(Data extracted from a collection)
----

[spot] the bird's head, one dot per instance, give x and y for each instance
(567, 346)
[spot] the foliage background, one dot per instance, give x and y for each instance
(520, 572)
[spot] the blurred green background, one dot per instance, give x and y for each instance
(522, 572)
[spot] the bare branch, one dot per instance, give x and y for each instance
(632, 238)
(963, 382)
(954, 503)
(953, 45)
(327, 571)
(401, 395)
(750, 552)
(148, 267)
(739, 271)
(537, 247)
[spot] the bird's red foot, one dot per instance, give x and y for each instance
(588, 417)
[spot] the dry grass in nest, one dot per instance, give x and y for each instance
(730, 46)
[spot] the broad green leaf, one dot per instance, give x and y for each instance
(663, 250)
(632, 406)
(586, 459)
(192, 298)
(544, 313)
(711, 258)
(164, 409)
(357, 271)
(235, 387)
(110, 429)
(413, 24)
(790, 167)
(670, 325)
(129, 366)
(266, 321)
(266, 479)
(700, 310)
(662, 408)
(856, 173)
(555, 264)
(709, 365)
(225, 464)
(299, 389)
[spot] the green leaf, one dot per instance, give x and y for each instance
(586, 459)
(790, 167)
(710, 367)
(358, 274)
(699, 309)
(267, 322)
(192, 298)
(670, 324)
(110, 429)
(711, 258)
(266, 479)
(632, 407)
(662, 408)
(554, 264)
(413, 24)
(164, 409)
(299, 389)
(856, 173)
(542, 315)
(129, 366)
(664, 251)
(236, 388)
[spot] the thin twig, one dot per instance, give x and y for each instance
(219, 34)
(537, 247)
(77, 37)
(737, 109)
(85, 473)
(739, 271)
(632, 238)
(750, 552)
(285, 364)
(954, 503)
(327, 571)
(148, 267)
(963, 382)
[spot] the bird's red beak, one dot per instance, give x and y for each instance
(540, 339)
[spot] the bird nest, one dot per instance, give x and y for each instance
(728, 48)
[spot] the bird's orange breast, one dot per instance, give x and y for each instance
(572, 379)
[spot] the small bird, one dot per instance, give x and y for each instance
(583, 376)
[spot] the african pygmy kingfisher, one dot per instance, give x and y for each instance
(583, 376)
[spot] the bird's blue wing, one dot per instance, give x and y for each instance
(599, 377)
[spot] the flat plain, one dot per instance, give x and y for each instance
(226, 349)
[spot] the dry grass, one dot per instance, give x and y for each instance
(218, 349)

----

* **To do**: Repeat the part of the material that opens with the line containing "[spot] the bird nest, one" and closes at the end of the material, renaming "dry grass" to "withered grass" and leaving everything else unchanged.

* **Result of this exercise**:
[spot] the bird nest, one dot per instance, give x and y for each instance
(728, 48)
[spot] the bird's orange breast, one dot per instance, give x and y for each instance
(572, 379)
[spot] the small bird, one dot per instance, give x and y for each instance
(583, 376)
[spot] the african pygmy kingfisher, one dot per instance, give x and y for each instance
(583, 376)
[spot] the bird's blue wing, one dot per instance, give x and y for each instance
(599, 377)
[spot] the flat plain, one dot per instance, give x and y for each instance
(226, 349)
[spot] the withered grass, one dot per instance, give x and y for each instance
(218, 349)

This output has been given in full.